-- TASK TO CARRY OUT --
Below are entries. Copy exactly the lines running from the line that holds "[point] laptop (one" to the line that holds "[point] woman in", with both ends included.

══ DATASET RECORDS ══

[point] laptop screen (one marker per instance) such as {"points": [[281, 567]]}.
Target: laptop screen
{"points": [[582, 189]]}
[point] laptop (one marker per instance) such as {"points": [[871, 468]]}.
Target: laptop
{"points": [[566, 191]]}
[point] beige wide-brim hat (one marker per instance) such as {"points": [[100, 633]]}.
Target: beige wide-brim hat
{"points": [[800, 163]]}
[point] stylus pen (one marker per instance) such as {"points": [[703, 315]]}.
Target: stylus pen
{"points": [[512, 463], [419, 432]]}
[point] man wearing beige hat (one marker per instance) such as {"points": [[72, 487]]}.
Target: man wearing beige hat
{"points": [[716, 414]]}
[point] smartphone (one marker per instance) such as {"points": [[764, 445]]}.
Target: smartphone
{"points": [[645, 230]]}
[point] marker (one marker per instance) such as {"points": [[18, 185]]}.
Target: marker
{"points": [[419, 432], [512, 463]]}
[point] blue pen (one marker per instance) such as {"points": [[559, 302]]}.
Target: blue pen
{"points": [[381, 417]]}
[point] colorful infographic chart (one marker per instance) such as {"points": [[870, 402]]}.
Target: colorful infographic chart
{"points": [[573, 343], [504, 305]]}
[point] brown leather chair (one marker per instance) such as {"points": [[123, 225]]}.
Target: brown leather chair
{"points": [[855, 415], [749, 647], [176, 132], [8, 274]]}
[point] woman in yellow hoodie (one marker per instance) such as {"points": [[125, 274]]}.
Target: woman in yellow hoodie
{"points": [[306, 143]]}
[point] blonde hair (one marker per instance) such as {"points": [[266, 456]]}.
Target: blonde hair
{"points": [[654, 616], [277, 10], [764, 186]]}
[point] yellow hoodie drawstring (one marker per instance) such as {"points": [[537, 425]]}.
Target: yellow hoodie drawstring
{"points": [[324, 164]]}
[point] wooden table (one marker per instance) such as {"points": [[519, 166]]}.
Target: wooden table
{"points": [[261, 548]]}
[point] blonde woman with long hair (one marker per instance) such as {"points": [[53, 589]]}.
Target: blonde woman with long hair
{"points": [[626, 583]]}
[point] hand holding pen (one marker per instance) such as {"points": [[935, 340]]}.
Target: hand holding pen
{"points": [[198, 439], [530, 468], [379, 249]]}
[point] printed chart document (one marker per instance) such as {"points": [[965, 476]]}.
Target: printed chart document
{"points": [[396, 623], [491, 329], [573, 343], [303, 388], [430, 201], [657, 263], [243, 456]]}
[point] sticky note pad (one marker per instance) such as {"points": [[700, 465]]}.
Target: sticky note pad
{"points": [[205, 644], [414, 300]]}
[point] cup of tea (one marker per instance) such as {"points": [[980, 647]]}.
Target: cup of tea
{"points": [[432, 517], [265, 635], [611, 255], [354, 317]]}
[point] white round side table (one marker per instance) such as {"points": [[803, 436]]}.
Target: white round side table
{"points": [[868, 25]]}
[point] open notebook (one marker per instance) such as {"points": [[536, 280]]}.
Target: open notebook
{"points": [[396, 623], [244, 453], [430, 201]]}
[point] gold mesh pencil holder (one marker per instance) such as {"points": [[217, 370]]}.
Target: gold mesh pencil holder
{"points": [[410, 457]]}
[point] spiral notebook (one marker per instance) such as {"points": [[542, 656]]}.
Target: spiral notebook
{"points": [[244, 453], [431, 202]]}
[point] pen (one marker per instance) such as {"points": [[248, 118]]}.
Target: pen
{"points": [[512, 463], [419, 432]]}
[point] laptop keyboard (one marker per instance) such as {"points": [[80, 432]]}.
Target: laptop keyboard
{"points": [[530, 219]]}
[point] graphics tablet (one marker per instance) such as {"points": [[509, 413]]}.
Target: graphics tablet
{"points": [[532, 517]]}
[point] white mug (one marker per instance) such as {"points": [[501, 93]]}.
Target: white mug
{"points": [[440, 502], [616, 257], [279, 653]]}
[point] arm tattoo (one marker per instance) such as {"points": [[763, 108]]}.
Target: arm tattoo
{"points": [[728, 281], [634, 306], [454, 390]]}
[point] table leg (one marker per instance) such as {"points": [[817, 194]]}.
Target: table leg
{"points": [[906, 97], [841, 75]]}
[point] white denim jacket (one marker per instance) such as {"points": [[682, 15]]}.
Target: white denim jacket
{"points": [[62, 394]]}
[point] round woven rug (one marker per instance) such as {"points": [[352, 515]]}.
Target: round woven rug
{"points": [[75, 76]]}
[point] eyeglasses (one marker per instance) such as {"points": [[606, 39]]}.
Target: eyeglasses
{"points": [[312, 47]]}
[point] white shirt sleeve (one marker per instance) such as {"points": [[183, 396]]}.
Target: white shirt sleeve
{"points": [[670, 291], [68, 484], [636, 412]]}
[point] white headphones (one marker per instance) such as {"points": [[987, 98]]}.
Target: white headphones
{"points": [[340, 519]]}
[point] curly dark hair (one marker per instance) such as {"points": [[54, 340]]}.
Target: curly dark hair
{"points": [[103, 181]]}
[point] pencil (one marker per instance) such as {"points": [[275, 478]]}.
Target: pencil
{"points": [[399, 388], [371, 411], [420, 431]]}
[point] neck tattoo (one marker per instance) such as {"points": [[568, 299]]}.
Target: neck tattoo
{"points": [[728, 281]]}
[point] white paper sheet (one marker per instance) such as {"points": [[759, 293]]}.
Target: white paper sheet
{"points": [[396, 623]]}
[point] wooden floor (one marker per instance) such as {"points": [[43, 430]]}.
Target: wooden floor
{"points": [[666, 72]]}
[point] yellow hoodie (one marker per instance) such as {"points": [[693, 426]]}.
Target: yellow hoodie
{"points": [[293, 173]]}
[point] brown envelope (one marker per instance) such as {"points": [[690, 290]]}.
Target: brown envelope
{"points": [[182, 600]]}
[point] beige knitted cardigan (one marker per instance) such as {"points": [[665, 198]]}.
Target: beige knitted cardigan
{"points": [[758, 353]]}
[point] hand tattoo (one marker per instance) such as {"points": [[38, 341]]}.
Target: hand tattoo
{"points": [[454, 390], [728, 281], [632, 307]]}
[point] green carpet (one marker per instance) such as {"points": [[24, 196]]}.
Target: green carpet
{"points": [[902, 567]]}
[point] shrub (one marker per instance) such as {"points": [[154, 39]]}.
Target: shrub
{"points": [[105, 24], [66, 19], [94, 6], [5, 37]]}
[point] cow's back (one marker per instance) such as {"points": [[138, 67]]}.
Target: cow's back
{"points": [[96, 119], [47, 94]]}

═══

-- SOLUTION TO THE PROBLEM --
[point] laptop (one marker per instance) such as {"points": [[871, 468]]}.
Target: laptop
{"points": [[566, 191]]}
[point] beige wide-brim hat (one marker per instance) such as {"points": [[100, 633]]}.
Target: beige wide-brim hat
{"points": [[800, 163]]}
[point] stylus pen (one marker per instance) such as {"points": [[703, 315]]}.
Target: stylus pen
{"points": [[512, 463], [419, 432]]}
[point] man wearing beige hat (one marker per instance) such as {"points": [[72, 487]]}.
Target: man wearing beige hat
{"points": [[716, 414]]}
[point] smartphone (one marker per instance) such as {"points": [[764, 445]]}.
Target: smartphone
{"points": [[645, 230]]}
[point] marker (one marker per instance) such as {"points": [[18, 185]]}.
Target: marker
{"points": [[419, 432], [512, 463]]}
[point] blue pen (one marker per instance) such as {"points": [[559, 302]]}.
Target: blue pen
{"points": [[381, 417]]}
[point] colorful infographic chart (one marker per instance) such as {"points": [[870, 402]]}.
Target: colorful infographic chart
{"points": [[573, 343], [504, 305]]}
[point] brown leather chair (one marker per instance) such as {"points": [[123, 225]]}.
Target: brown leather chair
{"points": [[855, 415], [749, 647], [176, 132], [8, 274]]}
[point] woman in yellow hoodie (one marker per instance) such as {"points": [[125, 274]]}.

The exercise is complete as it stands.